Instructions for the task:
Count the lines in the material below that contain the string "epaulette", and give only that number.

Extracted information:
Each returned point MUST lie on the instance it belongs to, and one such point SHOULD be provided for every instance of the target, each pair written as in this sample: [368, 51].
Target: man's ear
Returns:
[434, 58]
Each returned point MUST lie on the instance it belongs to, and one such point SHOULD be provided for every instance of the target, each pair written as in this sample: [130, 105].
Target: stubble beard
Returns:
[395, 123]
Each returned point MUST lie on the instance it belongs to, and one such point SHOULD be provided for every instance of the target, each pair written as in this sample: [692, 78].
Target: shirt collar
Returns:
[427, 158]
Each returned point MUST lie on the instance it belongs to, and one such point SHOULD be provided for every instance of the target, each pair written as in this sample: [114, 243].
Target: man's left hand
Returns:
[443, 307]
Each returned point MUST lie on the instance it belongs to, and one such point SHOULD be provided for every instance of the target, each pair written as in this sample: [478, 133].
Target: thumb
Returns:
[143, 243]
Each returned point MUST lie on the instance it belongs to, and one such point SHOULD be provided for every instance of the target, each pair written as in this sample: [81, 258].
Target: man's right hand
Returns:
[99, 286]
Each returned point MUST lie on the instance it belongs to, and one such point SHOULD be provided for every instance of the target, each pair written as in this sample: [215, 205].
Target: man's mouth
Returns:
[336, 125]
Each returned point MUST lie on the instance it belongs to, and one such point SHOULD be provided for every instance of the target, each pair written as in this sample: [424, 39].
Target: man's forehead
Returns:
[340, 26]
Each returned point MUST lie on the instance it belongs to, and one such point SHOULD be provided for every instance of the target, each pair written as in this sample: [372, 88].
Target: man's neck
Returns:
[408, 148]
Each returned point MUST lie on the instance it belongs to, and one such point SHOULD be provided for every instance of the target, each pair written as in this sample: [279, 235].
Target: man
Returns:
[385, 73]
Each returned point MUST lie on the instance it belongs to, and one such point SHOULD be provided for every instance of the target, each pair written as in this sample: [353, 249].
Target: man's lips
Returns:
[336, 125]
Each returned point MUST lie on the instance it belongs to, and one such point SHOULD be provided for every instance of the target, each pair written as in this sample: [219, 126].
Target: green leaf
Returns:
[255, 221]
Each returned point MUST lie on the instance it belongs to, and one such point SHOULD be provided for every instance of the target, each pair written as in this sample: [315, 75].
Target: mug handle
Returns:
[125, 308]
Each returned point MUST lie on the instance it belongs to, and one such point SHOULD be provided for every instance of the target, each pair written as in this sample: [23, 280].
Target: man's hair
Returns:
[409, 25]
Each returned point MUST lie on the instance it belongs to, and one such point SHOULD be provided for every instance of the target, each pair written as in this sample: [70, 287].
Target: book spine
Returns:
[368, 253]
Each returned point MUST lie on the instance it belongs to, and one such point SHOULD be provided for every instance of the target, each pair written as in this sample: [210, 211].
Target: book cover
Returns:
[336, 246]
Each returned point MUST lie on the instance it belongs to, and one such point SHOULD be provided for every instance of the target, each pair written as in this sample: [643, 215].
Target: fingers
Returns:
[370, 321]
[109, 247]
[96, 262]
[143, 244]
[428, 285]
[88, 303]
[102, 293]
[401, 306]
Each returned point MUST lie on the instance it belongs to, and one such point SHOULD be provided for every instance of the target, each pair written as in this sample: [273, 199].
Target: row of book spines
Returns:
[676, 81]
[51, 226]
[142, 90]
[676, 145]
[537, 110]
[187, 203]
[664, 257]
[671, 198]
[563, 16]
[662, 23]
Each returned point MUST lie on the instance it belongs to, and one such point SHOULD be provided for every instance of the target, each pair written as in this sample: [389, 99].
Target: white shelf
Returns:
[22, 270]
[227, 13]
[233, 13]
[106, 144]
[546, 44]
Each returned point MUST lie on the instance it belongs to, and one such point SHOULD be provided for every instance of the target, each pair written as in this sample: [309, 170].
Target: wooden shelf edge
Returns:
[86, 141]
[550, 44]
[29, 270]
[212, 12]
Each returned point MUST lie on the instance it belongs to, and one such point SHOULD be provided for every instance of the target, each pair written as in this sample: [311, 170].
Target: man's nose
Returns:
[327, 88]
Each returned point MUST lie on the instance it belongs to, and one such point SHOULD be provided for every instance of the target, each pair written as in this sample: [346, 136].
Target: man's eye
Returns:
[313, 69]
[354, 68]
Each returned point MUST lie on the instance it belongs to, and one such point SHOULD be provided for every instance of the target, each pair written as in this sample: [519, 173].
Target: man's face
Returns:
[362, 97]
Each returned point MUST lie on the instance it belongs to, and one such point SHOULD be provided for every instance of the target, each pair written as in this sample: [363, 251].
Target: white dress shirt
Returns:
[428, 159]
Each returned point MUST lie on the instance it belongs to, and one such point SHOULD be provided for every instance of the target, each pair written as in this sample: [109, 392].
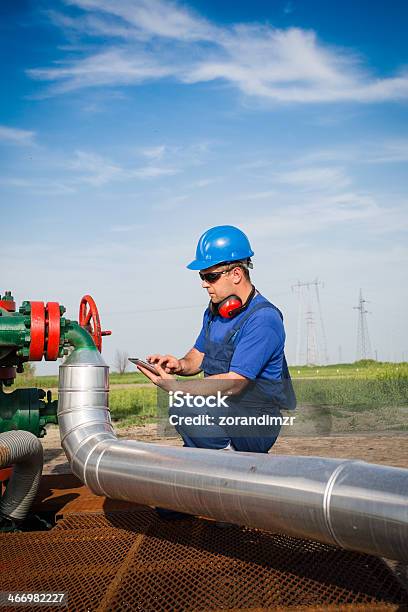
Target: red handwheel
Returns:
[89, 319]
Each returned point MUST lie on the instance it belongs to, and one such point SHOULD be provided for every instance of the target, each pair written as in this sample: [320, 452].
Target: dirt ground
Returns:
[383, 449]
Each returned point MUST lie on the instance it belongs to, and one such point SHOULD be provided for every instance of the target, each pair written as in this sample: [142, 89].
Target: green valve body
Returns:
[34, 332]
[25, 409]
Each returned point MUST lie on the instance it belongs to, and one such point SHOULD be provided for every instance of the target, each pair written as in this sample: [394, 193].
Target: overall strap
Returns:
[235, 329]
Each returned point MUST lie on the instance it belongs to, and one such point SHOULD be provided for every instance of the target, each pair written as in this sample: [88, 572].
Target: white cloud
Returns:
[374, 152]
[154, 171]
[154, 39]
[316, 178]
[95, 169]
[154, 152]
[16, 136]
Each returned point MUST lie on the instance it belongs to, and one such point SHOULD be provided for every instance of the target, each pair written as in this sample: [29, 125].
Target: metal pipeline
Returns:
[352, 504]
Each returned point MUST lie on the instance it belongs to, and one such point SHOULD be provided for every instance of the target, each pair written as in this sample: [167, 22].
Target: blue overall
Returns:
[258, 398]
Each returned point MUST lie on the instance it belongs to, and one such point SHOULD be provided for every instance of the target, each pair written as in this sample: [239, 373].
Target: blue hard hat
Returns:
[219, 244]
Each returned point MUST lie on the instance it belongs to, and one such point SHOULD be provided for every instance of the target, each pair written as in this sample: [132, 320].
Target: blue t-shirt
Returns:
[259, 343]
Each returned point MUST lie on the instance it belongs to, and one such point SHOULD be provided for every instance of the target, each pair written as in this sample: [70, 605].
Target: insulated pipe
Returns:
[352, 504]
[24, 451]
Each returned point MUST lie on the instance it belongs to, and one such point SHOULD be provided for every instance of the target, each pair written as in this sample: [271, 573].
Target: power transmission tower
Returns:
[311, 342]
[316, 283]
[306, 301]
[363, 338]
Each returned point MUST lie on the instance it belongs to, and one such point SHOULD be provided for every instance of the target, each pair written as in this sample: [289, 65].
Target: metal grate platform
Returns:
[128, 559]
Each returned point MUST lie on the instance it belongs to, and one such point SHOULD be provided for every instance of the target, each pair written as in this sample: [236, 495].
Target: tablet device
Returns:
[144, 364]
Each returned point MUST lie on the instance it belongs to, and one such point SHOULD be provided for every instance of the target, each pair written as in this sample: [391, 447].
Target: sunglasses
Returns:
[212, 277]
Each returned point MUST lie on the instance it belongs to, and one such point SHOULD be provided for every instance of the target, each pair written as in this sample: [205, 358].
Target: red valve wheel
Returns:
[37, 331]
[53, 318]
[89, 319]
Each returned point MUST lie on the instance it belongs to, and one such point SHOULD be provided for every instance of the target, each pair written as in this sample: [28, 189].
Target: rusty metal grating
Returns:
[132, 560]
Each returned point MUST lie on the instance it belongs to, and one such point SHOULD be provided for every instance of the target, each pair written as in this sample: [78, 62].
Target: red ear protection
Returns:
[231, 306]
[227, 307]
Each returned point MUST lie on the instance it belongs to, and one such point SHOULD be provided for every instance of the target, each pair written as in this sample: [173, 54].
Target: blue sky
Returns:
[128, 128]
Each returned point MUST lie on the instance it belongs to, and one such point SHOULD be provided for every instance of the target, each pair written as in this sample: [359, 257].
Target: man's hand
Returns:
[164, 380]
[169, 363]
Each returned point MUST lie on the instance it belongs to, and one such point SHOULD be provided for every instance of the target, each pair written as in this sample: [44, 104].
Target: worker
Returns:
[240, 349]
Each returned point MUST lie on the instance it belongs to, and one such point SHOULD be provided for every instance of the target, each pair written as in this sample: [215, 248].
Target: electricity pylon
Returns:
[306, 301]
[363, 338]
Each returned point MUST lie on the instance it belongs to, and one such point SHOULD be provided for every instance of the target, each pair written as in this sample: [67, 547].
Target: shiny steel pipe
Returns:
[352, 504]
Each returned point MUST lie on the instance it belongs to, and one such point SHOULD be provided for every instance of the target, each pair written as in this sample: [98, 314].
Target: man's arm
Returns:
[229, 383]
[186, 366]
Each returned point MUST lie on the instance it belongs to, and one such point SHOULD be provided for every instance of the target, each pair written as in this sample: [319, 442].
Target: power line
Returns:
[363, 339]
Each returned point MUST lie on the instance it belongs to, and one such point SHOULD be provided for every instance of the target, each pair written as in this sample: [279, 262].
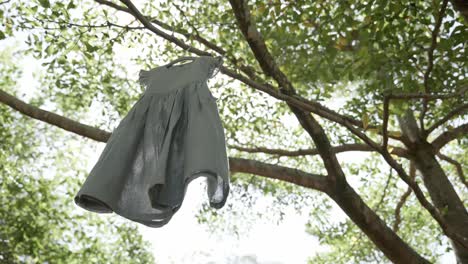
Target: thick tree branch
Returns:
[448, 136]
[457, 165]
[448, 211]
[296, 100]
[462, 7]
[298, 177]
[401, 152]
[402, 201]
[430, 59]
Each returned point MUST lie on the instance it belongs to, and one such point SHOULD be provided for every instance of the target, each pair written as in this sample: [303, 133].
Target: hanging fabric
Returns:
[172, 135]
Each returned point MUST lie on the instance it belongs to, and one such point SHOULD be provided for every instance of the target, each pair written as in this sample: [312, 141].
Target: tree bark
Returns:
[440, 189]
[443, 195]
[393, 247]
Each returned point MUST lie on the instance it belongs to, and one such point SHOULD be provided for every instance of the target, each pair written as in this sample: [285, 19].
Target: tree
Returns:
[39, 221]
[400, 68]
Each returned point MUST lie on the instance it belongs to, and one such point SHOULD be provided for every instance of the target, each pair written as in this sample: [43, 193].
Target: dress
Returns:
[172, 135]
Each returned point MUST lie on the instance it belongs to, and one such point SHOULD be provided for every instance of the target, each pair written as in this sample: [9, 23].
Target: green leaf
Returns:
[365, 120]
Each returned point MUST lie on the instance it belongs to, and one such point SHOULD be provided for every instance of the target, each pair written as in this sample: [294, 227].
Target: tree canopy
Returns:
[386, 79]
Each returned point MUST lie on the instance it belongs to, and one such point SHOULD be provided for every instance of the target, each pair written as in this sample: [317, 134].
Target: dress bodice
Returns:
[165, 79]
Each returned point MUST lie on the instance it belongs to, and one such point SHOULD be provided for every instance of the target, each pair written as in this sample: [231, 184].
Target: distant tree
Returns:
[387, 78]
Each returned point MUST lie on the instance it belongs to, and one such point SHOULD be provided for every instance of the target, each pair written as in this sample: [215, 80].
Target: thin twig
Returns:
[457, 165]
[403, 199]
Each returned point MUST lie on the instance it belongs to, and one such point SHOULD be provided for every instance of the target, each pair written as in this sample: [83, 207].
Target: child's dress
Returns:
[172, 135]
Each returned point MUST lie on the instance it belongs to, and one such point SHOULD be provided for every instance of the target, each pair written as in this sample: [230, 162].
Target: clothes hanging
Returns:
[172, 135]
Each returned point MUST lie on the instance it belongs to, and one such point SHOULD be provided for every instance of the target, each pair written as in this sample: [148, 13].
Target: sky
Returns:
[183, 240]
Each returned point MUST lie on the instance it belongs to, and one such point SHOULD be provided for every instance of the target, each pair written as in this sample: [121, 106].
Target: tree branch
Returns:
[296, 100]
[301, 152]
[430, 58]
[462, 7]
[448, 136]
[458, 110]
[298, 177]
[53, 119]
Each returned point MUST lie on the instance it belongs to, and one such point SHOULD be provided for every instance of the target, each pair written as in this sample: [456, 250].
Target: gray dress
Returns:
[172, 135]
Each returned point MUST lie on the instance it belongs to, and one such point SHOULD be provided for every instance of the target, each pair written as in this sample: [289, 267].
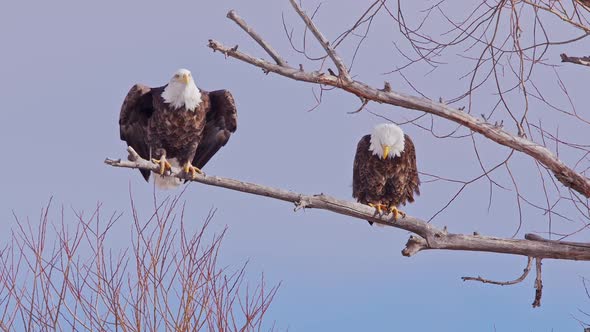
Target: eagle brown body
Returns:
[391, 181]
[156, 129]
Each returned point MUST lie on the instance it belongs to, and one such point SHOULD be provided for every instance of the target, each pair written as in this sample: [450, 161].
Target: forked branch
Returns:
[566, 175]
[427, 236]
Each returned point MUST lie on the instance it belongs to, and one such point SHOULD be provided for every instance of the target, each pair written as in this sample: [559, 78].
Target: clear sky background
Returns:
[65, 67]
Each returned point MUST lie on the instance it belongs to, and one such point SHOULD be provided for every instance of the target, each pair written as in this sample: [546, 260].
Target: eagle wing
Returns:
[136, 110]
[368, 183]
[412, 178]
[221, 122]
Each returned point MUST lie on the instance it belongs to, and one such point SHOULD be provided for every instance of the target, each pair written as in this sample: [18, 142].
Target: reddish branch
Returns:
[567, 176]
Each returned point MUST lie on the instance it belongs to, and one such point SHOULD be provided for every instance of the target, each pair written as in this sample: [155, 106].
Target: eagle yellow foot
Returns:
[378, 206]
[192, 170]
[396, 213]
[164, 165]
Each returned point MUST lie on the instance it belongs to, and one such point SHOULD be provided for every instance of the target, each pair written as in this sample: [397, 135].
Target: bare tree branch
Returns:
[271, 51]
[566, 175]
[538, 284]
[428, 236]
[525, 273]
[584, 61]
[342, 70]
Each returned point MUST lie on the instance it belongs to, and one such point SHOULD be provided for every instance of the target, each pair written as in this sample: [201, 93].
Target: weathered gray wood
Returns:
[428, 237]
[567, 176]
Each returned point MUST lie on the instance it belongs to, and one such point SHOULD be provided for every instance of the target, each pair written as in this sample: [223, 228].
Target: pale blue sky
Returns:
[66, 66]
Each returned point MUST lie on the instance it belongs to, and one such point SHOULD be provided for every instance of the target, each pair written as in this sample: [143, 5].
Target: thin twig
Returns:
[525, 273]
[232, 15]
[342, 70]
[585, 61]
[538, 284]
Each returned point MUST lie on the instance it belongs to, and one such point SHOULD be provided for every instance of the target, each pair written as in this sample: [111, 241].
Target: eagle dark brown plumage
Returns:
[156, 129]
[389, 182]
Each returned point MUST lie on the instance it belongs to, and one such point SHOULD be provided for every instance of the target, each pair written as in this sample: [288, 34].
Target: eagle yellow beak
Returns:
[185, 78]
[385, 151]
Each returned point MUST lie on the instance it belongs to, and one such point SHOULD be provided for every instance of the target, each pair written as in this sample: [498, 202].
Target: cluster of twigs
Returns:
[63, 276]
[504, 61]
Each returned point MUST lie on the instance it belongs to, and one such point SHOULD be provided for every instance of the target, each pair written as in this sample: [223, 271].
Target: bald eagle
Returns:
[177, 124]
[385, 173]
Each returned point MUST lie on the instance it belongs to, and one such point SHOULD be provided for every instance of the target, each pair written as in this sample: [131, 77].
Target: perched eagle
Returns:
[384, 172]
[177, 124]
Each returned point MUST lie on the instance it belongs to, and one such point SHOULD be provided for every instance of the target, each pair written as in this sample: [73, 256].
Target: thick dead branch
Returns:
[562, 172]
[584, 61]
[525, 273]
[342, 70]
[428, 237]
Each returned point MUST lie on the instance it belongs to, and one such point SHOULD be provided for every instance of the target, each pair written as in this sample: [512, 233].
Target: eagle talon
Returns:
[164, 165]
[397, 213]
[378, 206]
[192, 170]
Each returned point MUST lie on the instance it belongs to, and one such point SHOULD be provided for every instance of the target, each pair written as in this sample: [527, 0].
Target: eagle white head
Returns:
[387, 140]
[182, 91]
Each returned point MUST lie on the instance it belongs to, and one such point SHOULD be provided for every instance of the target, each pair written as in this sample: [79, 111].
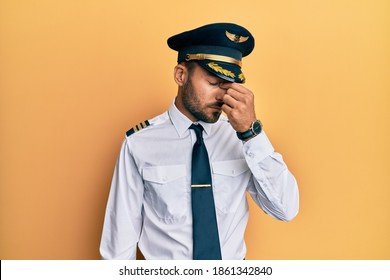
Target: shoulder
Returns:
[147, 125]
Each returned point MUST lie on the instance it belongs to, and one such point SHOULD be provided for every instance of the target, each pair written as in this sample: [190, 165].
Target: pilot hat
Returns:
[218, 48]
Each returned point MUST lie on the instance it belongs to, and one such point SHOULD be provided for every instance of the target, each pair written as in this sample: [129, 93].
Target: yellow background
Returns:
[75, 75]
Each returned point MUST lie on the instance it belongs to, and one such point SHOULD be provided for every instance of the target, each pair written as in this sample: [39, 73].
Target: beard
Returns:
[193, 105]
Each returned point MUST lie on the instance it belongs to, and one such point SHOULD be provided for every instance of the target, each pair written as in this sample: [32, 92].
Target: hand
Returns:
[238, 106]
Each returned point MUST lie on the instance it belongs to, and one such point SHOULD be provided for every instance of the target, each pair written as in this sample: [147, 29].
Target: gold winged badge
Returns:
[236, 38]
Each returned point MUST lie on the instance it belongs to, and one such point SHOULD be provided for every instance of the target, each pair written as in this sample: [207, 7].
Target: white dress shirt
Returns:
[150, 197]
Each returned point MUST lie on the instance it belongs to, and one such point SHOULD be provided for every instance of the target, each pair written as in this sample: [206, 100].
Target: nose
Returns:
[221, 92]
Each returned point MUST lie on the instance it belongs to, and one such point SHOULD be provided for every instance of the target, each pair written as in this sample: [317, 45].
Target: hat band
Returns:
[221, 58]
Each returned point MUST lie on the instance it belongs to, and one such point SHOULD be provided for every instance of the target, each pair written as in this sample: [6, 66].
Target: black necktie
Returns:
[205, 230]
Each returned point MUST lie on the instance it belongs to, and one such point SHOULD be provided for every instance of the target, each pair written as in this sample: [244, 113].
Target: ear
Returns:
[180, 74]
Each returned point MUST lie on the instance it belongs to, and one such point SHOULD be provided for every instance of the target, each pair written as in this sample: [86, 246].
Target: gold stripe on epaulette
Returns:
[138, 127]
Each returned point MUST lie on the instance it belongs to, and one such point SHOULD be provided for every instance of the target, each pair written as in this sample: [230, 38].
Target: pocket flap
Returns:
[230, 167]
[163, 174]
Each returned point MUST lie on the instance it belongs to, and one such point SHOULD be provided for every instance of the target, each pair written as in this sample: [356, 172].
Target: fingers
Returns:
[235, 94]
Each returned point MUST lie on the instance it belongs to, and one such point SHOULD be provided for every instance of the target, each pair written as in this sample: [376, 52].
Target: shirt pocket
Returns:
[230, 181]
[166, 191]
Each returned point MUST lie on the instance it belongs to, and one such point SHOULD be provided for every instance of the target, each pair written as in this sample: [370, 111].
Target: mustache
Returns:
[217, 104]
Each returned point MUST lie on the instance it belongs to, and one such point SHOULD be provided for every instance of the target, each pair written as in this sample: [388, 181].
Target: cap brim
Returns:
[226, 71]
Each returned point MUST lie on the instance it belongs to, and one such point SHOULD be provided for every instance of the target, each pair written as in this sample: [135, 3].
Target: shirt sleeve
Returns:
[273, 188]
[123, 218]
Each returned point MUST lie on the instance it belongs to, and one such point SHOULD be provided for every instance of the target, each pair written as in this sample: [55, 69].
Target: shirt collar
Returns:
[182, 123]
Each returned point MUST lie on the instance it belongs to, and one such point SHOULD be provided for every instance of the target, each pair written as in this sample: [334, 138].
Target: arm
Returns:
[123, 219]
[273, 188]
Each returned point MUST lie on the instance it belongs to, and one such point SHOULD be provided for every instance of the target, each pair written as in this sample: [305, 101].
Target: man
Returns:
[180, 182]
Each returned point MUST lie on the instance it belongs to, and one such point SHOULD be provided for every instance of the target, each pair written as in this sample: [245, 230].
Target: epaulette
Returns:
[138, 127]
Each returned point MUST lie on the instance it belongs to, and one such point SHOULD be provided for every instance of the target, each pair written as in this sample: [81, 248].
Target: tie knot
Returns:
[198, 130]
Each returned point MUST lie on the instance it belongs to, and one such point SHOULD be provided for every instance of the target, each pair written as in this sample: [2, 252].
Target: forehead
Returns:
[200, 72]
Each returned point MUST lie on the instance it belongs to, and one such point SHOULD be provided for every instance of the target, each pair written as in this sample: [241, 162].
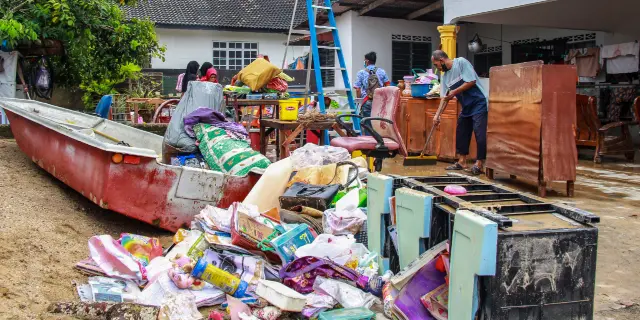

Solution to this task:
2